» Given exercise
Recast the lines starting with the one containing "Task: Where can the white blurred" and going on through the one containing "[[729, 664], [242, 566]]", both included, as a JSON list of strings with one string per line and blank lines left out. Include no other lines.

[Rows from a pointing dataset]
▬▬▬▬▬▬

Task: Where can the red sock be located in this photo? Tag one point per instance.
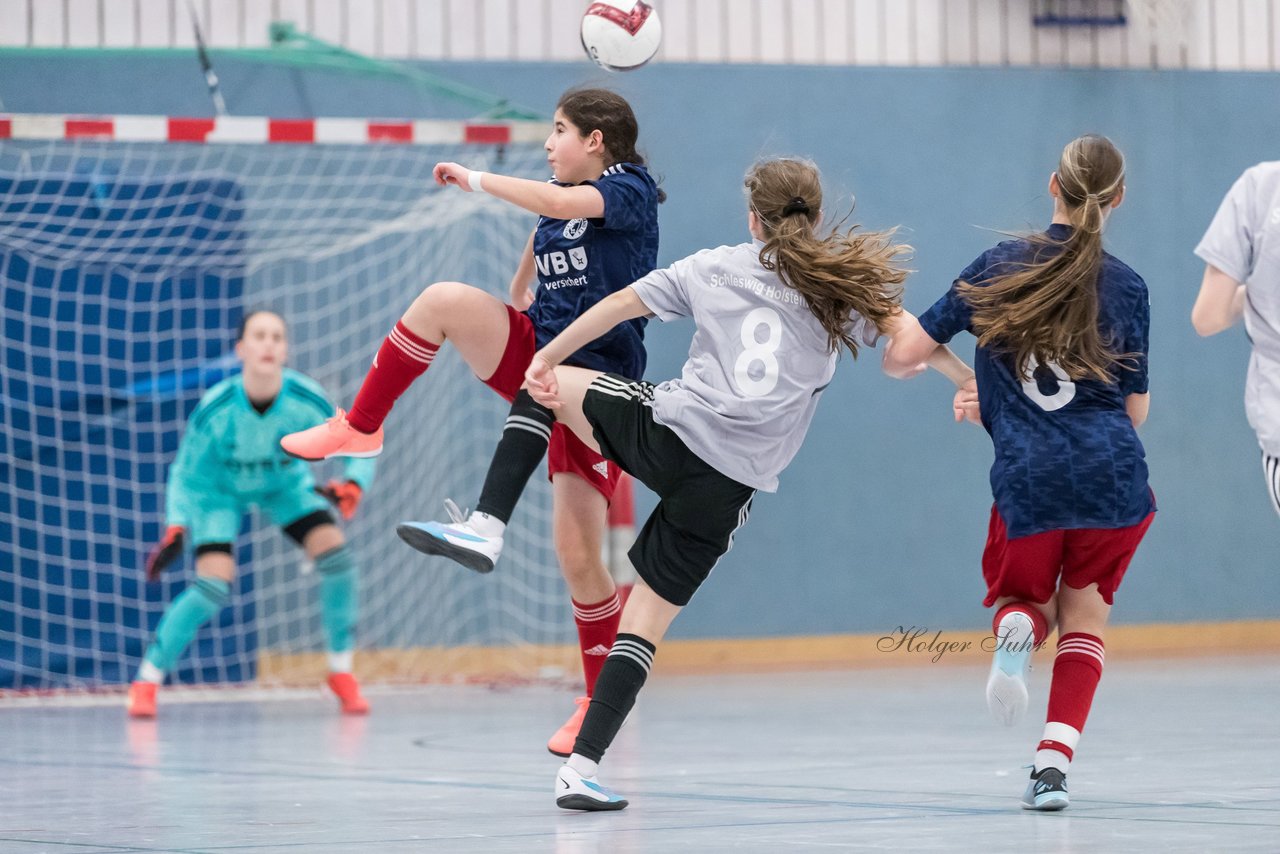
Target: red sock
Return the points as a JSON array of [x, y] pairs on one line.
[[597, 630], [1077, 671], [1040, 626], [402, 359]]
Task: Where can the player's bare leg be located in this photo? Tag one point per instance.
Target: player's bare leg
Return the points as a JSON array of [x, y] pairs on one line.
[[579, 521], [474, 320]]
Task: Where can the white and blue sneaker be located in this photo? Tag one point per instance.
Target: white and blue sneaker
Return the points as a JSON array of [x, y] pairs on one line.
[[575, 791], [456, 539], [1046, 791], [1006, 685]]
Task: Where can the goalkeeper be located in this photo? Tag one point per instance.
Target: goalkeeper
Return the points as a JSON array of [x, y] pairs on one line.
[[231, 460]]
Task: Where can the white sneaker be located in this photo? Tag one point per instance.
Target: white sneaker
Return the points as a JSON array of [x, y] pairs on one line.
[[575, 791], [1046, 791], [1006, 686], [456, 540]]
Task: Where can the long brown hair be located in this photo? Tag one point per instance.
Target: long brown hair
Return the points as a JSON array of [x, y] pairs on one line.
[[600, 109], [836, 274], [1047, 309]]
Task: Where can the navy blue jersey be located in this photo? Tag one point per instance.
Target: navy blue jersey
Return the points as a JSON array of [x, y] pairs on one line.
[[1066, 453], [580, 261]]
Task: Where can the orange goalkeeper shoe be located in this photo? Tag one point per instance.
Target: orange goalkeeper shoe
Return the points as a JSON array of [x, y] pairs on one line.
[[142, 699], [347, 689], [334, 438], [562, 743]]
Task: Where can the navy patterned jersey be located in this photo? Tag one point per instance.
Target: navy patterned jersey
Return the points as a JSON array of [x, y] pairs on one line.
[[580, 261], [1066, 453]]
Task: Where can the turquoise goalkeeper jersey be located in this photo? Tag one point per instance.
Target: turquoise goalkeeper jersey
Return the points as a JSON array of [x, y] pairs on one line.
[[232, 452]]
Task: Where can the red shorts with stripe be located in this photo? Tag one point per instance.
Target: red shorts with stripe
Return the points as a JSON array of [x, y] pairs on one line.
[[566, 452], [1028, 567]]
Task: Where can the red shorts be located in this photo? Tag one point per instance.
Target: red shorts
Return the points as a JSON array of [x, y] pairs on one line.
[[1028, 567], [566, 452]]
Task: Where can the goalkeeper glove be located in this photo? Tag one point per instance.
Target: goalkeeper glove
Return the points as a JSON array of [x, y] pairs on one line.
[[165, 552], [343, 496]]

▬▬▬▬▬▬

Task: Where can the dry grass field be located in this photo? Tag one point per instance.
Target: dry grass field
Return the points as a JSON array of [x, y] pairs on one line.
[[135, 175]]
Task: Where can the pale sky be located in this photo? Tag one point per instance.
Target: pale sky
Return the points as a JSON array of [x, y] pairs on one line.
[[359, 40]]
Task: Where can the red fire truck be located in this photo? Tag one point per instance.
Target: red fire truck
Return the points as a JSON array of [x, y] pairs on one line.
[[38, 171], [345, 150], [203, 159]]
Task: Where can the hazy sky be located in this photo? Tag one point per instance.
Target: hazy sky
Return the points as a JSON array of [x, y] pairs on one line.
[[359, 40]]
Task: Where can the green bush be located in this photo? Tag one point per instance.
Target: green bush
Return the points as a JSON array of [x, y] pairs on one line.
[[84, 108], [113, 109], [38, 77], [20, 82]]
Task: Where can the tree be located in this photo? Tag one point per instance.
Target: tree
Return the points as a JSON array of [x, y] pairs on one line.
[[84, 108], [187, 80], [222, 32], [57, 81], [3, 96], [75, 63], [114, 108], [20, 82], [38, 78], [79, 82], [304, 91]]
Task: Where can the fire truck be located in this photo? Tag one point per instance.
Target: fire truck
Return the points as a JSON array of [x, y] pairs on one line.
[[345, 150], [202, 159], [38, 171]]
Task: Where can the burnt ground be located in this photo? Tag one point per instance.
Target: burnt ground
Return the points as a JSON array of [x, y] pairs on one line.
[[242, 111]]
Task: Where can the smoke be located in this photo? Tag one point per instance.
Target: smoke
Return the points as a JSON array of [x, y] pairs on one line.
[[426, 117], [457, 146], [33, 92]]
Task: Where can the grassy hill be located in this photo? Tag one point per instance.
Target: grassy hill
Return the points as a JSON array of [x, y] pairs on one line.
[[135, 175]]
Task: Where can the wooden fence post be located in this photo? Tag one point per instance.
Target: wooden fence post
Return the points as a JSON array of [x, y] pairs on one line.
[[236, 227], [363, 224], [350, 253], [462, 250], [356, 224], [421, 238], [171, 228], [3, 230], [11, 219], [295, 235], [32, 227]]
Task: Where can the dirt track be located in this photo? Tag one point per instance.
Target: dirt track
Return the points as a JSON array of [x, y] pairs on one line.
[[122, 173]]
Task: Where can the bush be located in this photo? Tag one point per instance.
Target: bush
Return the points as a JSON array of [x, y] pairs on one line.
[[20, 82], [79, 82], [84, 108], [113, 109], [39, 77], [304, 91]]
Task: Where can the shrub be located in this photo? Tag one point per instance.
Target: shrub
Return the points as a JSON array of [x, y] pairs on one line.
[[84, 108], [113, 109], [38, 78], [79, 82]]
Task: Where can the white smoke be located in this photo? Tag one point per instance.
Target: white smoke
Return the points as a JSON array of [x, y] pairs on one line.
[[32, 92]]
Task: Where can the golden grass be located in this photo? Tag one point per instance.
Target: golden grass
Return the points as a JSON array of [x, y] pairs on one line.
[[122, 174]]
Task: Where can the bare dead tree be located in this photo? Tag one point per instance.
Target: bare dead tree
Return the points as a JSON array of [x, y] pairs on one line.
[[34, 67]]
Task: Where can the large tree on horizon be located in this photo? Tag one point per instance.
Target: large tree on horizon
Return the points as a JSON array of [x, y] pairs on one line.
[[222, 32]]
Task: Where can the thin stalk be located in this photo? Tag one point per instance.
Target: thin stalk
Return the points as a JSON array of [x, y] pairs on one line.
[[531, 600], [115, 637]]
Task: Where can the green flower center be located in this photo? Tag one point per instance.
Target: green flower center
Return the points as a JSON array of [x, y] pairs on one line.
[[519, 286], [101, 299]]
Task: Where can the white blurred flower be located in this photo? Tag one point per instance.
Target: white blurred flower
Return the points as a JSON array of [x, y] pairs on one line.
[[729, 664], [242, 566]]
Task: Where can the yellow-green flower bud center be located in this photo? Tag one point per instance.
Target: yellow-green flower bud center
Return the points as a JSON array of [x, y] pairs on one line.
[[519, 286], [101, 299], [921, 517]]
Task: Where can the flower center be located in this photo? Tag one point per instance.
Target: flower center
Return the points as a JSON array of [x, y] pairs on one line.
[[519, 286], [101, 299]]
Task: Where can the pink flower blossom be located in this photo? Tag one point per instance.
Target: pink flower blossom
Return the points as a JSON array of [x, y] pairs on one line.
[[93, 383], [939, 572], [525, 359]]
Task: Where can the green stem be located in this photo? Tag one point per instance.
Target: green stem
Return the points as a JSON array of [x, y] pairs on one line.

▬▬▬▬▬▬

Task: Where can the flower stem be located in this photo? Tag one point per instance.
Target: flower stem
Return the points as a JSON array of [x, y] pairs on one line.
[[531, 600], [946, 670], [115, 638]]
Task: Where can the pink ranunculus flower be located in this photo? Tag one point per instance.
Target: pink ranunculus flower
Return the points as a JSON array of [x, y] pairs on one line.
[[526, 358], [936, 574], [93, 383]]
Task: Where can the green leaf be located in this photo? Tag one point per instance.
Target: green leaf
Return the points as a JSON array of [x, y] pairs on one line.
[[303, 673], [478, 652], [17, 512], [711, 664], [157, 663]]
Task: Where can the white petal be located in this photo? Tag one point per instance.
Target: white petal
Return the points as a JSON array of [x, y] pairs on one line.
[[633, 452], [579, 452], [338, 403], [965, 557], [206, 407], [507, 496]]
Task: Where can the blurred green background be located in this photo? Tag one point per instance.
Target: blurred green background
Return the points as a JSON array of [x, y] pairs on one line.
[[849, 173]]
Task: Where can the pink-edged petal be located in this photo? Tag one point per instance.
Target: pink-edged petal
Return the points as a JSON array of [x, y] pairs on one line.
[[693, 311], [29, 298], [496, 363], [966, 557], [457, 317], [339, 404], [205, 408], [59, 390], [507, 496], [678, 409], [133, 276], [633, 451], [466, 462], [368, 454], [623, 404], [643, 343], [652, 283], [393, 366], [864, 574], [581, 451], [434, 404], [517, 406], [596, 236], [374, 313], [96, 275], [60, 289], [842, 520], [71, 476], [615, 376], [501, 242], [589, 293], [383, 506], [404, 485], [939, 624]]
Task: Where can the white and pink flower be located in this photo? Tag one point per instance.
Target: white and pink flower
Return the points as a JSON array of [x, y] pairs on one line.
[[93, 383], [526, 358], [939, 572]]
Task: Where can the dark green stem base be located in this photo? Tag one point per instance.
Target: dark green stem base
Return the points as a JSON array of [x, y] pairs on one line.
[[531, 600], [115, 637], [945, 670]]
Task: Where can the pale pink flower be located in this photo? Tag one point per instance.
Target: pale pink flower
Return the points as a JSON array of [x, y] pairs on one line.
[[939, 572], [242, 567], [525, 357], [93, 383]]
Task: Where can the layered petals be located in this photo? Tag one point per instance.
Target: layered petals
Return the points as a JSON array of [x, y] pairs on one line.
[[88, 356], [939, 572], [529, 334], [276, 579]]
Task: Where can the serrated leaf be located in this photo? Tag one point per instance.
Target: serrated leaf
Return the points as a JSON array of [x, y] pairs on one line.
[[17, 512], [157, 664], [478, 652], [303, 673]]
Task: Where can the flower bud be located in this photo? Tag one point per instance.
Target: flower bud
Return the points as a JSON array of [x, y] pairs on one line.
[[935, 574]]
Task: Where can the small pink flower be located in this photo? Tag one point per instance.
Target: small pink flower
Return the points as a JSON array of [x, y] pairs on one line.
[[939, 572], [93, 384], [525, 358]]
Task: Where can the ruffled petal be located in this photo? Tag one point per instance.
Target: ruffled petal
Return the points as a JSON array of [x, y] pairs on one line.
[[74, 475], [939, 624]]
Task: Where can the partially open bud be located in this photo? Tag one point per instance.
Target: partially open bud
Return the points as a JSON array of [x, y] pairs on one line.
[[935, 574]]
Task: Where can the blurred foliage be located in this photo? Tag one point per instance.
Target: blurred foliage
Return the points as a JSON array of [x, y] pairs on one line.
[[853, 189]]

▬▬▬▬▬▬

» Result of this task
[
  "Task: Where can the white blurred flower be located in this photo? Tag one point per instance.",
  "Target: white blurred flower",
  "Return the points as a JSON array of [x, y] pairs on one line.",
  "[[729, 664], [242, 566]]"
]